### Sfida
Nel brano scelto, secondo Morosini, perché Cuno Tarfusser non è stato audito dal Csm pur essendosi candidato? Spiegalo in una, due o tre frasi.

### Brano scelto
□ □ □

Matteo Renzi al question time presso la Camera dei Deputati (foto LaPresse)

Perché i magistrati vogliono fermare Renzi

Annalisa Chirico

“C’è il rischio di una democrazia autoritaria”. Il magistrato Morosini, consigliere del Csm, Md, vuota il sacco con il Foglio e spiega da dove nasce lo scontro tra il presidente del Consiglio e le procure.

Roma. “Dottoressa, mi scusi, il dottor Morosini l’ha vista passare nel corridoio e vorrebbe salutarla”. Ah, il dottor Morosini, che piacere. Roma, piazza dell’Indipendenza, sede del Consiglio superiore della magistratura. La cronista si dirige verso l’uscita, il portone di Palazzo dei marescialli è già alle sue spalle quando un giovane assistente la invita a raggiungere Piergiorgio Morosini, consigliere del Csm in quota Magistratura democratica. Morosini è uomo affabile e garbato, da gip a Palermo ha rinviato a giudizio gli imputati nel processo sulla presunta trattativa stato-mafia. “Buongiorno, dottore”, la cronista si accomoda sul divanetto del suo ufficio. Innanzitutto, come sta? “Che vuole che le dica, non vedo l’ora di tornare in trincea. Qui è tutto politica. La politica entra da tutte le parti: le correnti, i membri laici (quelli eletti dal Parlamento, dovrebbe vedere come sono compatti in tempi nazareni…), dall’esterno, da tutte le parti”.  Così avete concluso una bella infornata di nomine, immagino le pressioni. “Da tutte le parti. Persone sponsorizzate da politici, liberi professionisti, imprenditori.

 

Mi tocca assistere alla scelta di candidati che per competenze e curriculum non meriterebbero quel posto”. Dottore, lei dovrebbe ribellarsi. “Io, a fine mandato, me ne torno in Sicilia a fare il gip. Adoro il mare e la qualità della vita in Sicilia”. Sì, bella la Trinacria, ma diciamolo: il processo sulla presunta trattativa non sta andando a gonfie vele. “Va a rilento, è vero, la sentenza di primo grado è prevista per la fine del prossimo anno. I pm non hanno osato abbastanza”. Ah, dovevano osare di più? “Certi filoni dell’inchiesta non sono stati approfonditi a sufficienza. Io resto del parere che la trattativa c’è stata”. Torniamo al Csm: l’ex procuratore capo di Bolzano, Cuno Tarfusser, oggi giudice a L’Aja, ha lamentato di essere stato “dimenticato”: lui si è candidato ma nessuno l’ha audito. “Tarfusser non ci voleva venire in Italia, ha ancora da fare in Olanda. Si è trattato di sua negligenza: lo hanno convocato per un giorno ma non poteva. E comunque vi scandalizzate per questa storia che è nulla rispetto a quello che accade qui dentro”.

 


Piergiorgio Morosini è consigliere del Csm in quota Magistratura democratica (foto LaPresse)

□ □ □

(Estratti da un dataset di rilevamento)
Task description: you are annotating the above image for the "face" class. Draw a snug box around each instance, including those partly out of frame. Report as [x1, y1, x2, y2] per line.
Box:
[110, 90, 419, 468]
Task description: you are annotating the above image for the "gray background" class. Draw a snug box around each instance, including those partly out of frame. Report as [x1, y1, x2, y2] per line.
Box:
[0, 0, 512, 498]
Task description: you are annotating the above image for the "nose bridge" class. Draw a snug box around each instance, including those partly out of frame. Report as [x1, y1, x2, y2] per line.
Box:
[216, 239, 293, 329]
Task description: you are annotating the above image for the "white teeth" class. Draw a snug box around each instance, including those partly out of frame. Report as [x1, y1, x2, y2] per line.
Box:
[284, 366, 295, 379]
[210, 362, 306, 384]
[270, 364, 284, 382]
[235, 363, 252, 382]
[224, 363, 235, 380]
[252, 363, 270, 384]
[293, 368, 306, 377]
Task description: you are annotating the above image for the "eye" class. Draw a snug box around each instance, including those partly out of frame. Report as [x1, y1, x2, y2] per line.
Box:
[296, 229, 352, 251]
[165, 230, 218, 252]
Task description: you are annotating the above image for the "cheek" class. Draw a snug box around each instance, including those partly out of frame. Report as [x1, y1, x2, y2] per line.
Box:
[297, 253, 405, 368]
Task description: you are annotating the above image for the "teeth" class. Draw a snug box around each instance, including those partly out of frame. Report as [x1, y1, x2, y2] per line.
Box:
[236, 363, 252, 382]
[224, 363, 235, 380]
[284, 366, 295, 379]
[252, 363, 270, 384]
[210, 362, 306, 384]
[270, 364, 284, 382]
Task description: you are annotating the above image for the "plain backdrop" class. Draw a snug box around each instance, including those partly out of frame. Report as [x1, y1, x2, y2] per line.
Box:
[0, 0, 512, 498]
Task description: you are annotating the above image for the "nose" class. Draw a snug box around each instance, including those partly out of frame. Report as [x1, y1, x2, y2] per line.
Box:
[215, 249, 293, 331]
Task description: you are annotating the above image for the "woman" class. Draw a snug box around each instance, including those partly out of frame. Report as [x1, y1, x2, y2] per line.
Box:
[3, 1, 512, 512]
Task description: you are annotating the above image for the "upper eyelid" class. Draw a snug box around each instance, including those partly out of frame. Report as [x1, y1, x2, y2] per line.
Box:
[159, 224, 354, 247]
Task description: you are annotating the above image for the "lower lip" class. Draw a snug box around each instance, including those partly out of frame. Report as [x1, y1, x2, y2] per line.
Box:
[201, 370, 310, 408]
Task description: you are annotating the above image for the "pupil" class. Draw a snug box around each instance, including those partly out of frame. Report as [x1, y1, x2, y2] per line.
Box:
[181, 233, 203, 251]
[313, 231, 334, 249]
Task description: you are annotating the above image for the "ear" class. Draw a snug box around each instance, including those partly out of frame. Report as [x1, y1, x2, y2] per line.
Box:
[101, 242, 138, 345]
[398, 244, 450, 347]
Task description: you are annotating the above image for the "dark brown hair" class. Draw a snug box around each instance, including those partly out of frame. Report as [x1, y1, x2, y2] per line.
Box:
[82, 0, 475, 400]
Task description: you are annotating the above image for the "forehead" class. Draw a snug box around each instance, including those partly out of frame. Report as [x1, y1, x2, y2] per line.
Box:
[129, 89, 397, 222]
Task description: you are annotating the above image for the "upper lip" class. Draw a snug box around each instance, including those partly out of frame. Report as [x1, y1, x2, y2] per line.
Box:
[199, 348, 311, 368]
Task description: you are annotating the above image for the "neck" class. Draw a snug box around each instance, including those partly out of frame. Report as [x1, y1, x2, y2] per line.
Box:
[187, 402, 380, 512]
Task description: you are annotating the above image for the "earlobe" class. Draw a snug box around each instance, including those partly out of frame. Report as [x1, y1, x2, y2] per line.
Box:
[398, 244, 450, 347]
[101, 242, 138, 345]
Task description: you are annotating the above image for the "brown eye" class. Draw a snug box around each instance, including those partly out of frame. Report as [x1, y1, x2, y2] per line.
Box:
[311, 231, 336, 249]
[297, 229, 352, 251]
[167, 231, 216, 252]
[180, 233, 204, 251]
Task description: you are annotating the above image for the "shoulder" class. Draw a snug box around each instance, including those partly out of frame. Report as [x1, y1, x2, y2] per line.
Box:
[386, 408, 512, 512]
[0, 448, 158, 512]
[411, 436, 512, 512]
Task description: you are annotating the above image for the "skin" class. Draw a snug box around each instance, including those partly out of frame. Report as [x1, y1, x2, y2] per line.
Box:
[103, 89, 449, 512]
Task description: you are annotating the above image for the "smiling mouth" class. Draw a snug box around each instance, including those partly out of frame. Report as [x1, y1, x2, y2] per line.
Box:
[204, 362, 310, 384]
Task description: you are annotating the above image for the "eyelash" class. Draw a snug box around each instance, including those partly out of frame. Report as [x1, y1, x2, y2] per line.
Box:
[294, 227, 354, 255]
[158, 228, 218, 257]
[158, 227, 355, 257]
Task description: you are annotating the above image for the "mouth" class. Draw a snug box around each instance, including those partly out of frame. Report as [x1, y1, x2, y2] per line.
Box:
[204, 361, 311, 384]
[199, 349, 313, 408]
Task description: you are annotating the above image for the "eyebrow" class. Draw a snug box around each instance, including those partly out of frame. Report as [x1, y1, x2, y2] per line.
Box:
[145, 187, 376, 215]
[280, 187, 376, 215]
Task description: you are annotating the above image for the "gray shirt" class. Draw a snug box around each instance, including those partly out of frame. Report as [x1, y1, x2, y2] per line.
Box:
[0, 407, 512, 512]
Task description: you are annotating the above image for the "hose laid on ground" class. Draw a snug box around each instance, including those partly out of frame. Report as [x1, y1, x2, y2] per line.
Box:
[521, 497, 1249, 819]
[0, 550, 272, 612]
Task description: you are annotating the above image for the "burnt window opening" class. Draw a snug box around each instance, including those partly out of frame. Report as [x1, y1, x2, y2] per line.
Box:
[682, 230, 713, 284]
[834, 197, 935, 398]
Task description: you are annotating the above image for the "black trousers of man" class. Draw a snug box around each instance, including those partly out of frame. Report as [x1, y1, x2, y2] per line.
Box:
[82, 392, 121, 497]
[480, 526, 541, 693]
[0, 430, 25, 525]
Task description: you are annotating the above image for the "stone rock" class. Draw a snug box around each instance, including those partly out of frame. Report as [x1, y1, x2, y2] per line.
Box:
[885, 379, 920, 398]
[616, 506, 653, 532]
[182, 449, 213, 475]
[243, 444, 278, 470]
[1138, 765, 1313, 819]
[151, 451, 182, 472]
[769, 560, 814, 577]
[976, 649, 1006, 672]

□ □ □

### Risposta
Per Morosini la colpa è di Tarfusser stesso: lo avevano convocato per un giorno, ma quel giorno lui non poteva. Morosini aggiunge che Tarfusser non voleva venire in Italia perché aveva ancora da fare in Olanda.